Alexander the Great's Military Prowess

00:38:56
Speaker
Who was the greatest military general in history?
00:38:58
Speaker
As soon as you said it was a favourite question, well obviously you can't really compare, let's say Julius Caesar and General Patton because the job is so different. But all of that said, who do I find the most glamorous, the most sort of
00:39:19
Speaker
It's exciting to read about the most remarkable there is to my mind. There is only one candidate and that's Alexander the Great So Alexander for people who don't know and if you don't know shame on you If you don't know he leads and go and go pick up my book Adventures in Time on Alexander the great you will thank you. That was beautifully done. I was beautifully done I didn't even prime you so Alexander leads a
00:39:42
Speaker
Macedonian and Greek army over the helispons into asia minor and what's now turkey to fight the persians the great superpower of the day and just keeps on winning and he keeps on winning against the odds and he goes on this absolutely extraordinary. Journey as far as modern day afghanistan as beca stan tajiki stan and down into india.
00:40:04
Speaker
winning battle after battle in very different conditions. By the time he's in India, he's fighting against armies with elephants and things. It's mind-boggling to think where he'd come from and where he got to in an age when the distance must have seemed so overwhelming compared with today.

Task 1
Copy out every line of the records below verbatim, leaving out the pictures.

The input
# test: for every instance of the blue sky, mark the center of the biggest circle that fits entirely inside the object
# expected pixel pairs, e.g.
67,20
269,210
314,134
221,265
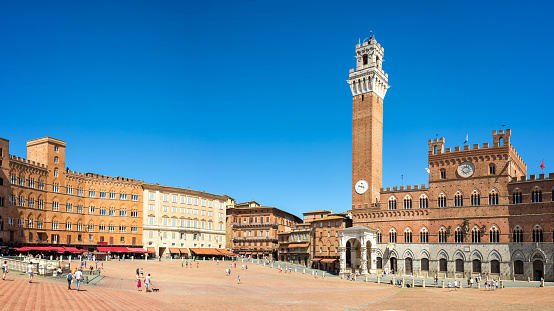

Task 2
According to the transcript on Alexander the Great, who was the great superpower of the day that Alexander went to fight?

Written answer 1
# test: for every instance of the blue sky, mark the center of the biggest circle that fits entirely inside the object
# expected pixel pairs, e.g.
67,20
269,210
314,134
221,265

Written answer 2
The Persians.